§ **Problem details**
Update the data below by replacing every "photograph" with "image", leaving everything else unchanged.

§ **Provided records**
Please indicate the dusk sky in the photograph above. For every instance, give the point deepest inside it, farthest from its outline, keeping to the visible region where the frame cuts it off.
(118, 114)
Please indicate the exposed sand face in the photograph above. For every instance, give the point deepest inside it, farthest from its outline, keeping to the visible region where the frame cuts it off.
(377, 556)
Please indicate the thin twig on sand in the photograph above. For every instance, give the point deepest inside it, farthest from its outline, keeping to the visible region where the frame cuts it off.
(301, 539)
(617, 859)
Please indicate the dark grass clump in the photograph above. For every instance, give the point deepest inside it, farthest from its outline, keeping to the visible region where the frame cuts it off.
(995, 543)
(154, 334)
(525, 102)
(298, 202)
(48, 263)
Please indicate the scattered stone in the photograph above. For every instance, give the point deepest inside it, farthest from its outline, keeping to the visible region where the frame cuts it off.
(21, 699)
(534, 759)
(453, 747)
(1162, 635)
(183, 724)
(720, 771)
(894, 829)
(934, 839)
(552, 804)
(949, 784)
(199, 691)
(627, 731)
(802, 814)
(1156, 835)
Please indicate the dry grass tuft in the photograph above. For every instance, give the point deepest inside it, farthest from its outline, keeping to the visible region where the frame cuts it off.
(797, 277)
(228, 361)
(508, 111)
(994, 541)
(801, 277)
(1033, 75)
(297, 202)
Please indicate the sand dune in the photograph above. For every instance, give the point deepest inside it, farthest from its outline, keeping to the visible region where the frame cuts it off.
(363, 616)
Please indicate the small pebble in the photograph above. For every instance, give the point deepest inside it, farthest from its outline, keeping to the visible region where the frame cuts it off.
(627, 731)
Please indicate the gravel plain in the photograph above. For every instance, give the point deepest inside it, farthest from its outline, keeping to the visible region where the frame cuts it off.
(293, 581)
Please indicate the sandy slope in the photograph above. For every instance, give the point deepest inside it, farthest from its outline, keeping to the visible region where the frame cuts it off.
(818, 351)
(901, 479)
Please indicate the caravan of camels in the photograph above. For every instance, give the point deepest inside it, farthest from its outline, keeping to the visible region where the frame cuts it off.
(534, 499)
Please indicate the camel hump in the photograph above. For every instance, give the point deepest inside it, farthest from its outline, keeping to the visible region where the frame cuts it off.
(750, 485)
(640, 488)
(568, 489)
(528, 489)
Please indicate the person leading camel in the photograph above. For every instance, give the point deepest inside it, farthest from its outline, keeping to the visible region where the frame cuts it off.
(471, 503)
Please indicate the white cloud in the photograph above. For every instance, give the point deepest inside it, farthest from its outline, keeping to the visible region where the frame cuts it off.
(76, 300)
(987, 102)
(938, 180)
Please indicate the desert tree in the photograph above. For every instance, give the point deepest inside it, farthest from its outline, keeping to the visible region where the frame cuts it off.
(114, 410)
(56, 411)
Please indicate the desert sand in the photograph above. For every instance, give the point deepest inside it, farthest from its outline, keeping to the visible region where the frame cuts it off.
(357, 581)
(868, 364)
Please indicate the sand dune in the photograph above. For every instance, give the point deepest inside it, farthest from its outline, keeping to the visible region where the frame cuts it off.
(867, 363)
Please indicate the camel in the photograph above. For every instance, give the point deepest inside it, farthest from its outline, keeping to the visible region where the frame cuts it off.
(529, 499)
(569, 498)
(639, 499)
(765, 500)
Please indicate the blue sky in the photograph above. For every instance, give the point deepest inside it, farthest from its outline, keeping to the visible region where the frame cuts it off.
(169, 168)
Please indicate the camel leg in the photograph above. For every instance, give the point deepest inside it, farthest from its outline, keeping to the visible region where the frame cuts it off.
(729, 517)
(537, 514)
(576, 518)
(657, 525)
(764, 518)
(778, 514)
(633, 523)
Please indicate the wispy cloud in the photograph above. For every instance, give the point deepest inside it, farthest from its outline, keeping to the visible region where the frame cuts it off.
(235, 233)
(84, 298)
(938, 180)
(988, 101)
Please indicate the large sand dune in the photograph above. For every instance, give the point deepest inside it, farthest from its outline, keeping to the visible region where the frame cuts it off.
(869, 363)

§ **Written solution**
Please indicate the dusk sky in the image above. For every instance, give the point deepest inside it, farthest from its outline, keeping to the visible region where the frame cuts it off.
(118, 114)
Please indicate the exposed sand face in the image above. For every instance, give the point deepest inside it, farthest from its outline, keeping to the visible region where the frame cuts it off.
(377, 556)
Please indicate the thin twig on sand in the image above. For every instance, give the point deepest inside it, farthest from its outline, keeping to the visible region where the frame cuts it off.
(301, 539)
(617, 859)
Please indicate the dark grass clump in the image above. For every instance, give the point deepest inside it, farthest from its outline, keeping to the visible region where the frame cuts it off.
(995, 543)
(154, 334)
(525, 102)
(298, 202)
(48, 263)
Please indicate the scattered stone in the image above. For every instance, give the point deepest inside it, farthest from its outline, keeping to the visible region where the frame cuts it off.
(21, 699)
(534, 759)
(453, 747)
(1162, 635)
(183, 724)
(720, 771)
(894, 829)
(934, 839)
(552, 804)
(949, 784)
(199, 691)
(627, 731)
(802, 814)
(1156, 835)
Please indicate the dry grass tuft in the image above. For every instance, give the point deepest inside it, farthest from its outline, keeping to the visible region where the frame cuts it off.
(797, 277)
(228, 361)
(508, 111)
(994, 541)
(801, 277)
(1033, 75)
(297, 202)
Please indicate the sand dune in the image above. For every instance, give the point deepest inside it, farthest from its outline, keeping to the visible region where the frame cuts it off.
(363, 616)
Please indicate the small pebble in the image above. For every instance, give the point deepest inside it, farthest from its outline, keeping to the visible region where the frame cuts it off.
(627, 731)
Please indicate the gravel plain in the image above. For every instance, give the point deepest inside it, farthest from its outline, keeping to the visible region where the frame cuts it off.
(293, 581)
Please indicate the sandy slope in the image above. For every instance, give the point deepest inside it, farthest from its outline, keeping to the visible region where the frame cuts it off.
(818, 351)
(901, 479)
Please indicate the caravan of camels in the image above. For every instance, give the point deepest inside it, farthest from its outline, keeping to the visible region where the frame cuts it off.
(534, 499)
Please indicate the camel hump in the image above. For every instance, give the point deepest inside it, farthest from its outline, keeping to the visible region where the frame cuts it off.
(750, 485)
(640, 488)
(568, 489)
(528, 489)
Please indicate the person leading camel in the image above. For every instance, give the point deepest inside it, farthest from its outline, keeping to the visible region where the frame cuts it off.
(471, 503)
Please indicate the white cloud in the image above. For every instance, give the point deepest inside it, farthest from its outline, keeping to the visible region where the frame cuts it off.
(76, 300)
(987, 102)
(938, 180)
Please indicate the desert tree in the image above. For every instance, give the point deepest inside it, farthest from its outline, keeping to the visible region where the frame cuts it off.
(114, 410)
(56, 411)
Please indicate the desert sand in the image above. For every instance, give the point deepest inside it, farthest from its outline, keeping to the visible region where the frame cuts it off.
(357, 581)
(868, 364)
Please indicate the sand dune in the image above. For every instance, give the point deepest inside it, farthest from its outline, keeping to the visible region where the frame cuts it off.
(867, 363)
Please indicate the camel in the image above. For every instance, give the point deepest inside it, farthest from its outline, keeping to the visible region where the frame cuts it off.
(529, 499)
(569, 498)
(639, 499)
(765, 500)
Please indicate the blue sky in the image above. For every instance, give the point deepest inside it, farthest from its outline, keeping to the visible region where the frame cuts it off.
(169, 168)
Please indicate the camel leg in the image above. For every instance, give the point deepest inside it, farthest from its outline, keeping to the visible region where the frame cuts it off.
(729, 517)
(537, 514)
(576, 518)
(657, 525)
(764, 518)
(778, 514)
(633, 523)
Please indicate the wispy cloud in the image above. For every instance, give the point deepest inside it, farthest from its outline, keeping to the visible region where the frame cuts it off.
(235, 233)
(84, 298)
(938, 180)
(988, 101)
Please indicate the large sand dune in the image above. For every instance, give the point deepest inside it, farthest from its outline, keeping to the visible region where the frame cuts it off.
(869, 363)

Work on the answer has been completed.